GD

Sains dan Islam yang jadi berita hoax (Nadirsyah Hosen)

Oleh: Nadirsyah Hosen

 

1. Selain soal politik, berita hoax yg sering beredar adalah mengenai temuan sains akan kebenaran ajaran Islam. Berita spt ini menyebar dg cepat dan bisa bertahan lama bertahun-tahun daya edarnya. Mengapa bisa begini dan bagaimana menghadapinya?

2. Ada semacam keminderan akibat kita merindukan kemenangan dan bukti kebenaran ajaran Islam, khususnya dlm bidang iptek. Maka mudah sekali kita terpesona dg “berita” penelitian orang barat (nasrani, yahudi atau ateis) yg membuktikan kebenaran ajaran Islam dan lalu memeluk Islam

3. Rasa minder akibat kekalahan iptek dunia Islam dg barat saat ini dan keinginan membuktikan secara rasional dan empirik kebenaran ajaran Islam jadi biang keladinya. Anehnya dlm “berita” yg meneliti itu orang barat, bukan orang Islam. Kemana saintis Muslim?

• _SOAL A_
Ringkaslah paragraf teks dokumen yang diawali "Ada semacam keminderan" dengan tetap memuat fakta utamanya.
• _SOAL B_
Dalam paragraf teks dokumen yang diawali "Rasa minder akibat kekalahan iptek", siapa yang disebut meneliti dalam "berita" itu?
• _SOAL C_
Tulis ulang semua bagian teks dokumen dari "3. Rasa minder" sampai ke "Kemana saintis Muslim?", lalu tukar "biang keladinya" dengan "penyebab utamanya".

• _ISI DATA_
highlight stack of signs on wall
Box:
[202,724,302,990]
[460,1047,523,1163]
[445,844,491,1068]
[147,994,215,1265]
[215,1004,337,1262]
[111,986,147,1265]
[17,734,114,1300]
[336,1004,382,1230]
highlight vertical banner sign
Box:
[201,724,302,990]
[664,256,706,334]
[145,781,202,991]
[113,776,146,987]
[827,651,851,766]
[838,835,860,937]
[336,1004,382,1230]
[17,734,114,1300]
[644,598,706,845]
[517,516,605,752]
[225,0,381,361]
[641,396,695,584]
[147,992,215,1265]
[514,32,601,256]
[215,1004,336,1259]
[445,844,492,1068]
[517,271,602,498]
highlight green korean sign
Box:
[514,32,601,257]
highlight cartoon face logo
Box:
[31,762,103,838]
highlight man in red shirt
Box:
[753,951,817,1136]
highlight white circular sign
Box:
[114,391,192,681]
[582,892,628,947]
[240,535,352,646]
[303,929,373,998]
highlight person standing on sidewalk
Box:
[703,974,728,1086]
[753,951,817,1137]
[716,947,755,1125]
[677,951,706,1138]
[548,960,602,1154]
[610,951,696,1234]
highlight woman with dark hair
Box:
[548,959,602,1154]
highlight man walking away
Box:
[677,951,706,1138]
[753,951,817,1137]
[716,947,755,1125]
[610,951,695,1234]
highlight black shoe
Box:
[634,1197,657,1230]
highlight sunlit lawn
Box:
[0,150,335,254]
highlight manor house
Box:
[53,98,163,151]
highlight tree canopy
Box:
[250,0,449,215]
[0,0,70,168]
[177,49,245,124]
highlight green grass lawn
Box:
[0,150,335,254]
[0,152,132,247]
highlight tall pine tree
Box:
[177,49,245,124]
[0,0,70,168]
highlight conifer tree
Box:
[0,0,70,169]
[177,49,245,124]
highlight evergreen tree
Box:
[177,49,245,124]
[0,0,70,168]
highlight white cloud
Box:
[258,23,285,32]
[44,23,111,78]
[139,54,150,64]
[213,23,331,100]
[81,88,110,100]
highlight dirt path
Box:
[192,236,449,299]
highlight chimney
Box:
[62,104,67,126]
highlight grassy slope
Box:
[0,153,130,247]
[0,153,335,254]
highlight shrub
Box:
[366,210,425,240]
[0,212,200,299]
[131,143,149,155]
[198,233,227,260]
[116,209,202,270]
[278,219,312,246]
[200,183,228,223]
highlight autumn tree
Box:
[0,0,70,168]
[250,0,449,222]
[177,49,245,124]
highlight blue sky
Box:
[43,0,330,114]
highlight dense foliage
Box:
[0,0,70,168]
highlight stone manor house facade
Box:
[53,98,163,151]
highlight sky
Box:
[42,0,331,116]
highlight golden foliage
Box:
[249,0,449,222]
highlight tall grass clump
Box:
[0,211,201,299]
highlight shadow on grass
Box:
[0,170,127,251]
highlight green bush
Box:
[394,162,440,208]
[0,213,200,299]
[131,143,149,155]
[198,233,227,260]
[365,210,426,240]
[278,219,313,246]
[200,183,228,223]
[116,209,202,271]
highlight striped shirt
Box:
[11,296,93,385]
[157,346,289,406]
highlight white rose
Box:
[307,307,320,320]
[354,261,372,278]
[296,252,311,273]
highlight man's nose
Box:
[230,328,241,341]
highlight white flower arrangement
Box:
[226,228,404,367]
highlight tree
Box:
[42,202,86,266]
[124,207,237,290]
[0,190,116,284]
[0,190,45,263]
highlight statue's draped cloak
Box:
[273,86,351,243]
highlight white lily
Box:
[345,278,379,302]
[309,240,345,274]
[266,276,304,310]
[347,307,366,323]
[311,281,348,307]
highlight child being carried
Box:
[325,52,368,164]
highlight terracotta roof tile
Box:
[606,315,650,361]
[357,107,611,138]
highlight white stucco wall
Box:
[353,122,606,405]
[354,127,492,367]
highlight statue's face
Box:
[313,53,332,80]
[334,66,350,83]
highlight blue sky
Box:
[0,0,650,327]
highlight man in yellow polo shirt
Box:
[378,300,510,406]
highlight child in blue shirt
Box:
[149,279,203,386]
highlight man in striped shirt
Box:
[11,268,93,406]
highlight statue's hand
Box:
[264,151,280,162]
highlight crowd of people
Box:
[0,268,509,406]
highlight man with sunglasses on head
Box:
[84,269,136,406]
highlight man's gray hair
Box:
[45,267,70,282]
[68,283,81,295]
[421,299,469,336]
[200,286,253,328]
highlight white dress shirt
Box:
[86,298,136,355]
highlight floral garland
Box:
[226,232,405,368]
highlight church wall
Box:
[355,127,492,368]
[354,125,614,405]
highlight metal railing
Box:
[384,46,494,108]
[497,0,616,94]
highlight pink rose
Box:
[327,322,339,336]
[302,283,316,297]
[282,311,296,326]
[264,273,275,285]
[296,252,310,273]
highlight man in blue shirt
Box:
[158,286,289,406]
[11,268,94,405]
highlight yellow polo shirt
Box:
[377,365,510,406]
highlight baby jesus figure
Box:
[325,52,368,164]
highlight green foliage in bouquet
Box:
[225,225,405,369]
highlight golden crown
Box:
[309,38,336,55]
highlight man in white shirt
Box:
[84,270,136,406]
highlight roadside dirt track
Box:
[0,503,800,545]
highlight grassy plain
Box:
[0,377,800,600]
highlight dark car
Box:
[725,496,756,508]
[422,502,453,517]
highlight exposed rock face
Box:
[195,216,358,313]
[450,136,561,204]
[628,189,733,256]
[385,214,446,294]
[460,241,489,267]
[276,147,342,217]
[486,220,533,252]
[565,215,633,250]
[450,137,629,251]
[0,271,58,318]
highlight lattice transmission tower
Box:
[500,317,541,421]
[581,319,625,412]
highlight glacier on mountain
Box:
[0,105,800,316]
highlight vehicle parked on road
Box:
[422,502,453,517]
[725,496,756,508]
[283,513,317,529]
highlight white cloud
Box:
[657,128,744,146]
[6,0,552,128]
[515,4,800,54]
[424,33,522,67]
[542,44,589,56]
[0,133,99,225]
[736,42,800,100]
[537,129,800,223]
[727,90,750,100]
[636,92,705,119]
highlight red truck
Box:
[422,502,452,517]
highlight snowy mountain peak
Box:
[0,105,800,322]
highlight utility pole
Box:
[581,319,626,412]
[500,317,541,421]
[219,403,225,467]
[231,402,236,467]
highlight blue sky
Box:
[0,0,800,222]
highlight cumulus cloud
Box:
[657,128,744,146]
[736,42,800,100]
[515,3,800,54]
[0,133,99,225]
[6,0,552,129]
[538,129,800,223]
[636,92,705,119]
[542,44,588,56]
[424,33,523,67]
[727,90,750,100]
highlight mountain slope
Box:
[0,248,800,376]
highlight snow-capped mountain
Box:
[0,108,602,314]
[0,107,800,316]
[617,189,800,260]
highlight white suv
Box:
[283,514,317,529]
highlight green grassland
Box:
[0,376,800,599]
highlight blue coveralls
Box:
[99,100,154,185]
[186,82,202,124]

• _KOTAK JAWABAN A_
Karena merasa minder dan merindukan kemenangan serta bukti kebenaran ajaran Islam, terutama di bidang iptek, kita mudah terpesona oleh "berita" tentang penelitian orang barat (nasrani, yahudi, atau ateis) yang membuktikan kebenaran ajaran Islam lalu memeluk Islam.

• _KOTAK JAWABAN B_
Orang barat, bukan orang Islam.

• _KOTAK JAWABAN C_
3. Rasa minder akibat kekalahan iptek dunia Islam dg barat saat ini dan keinginan membuktikan secara rasional dan empirik kebenaran ajaran Islam jadi penyebab utamanya. Anehnya dlm “berita” yg meneliti itu orang barat, bukan orang Islam. Kemana saintis Muslim?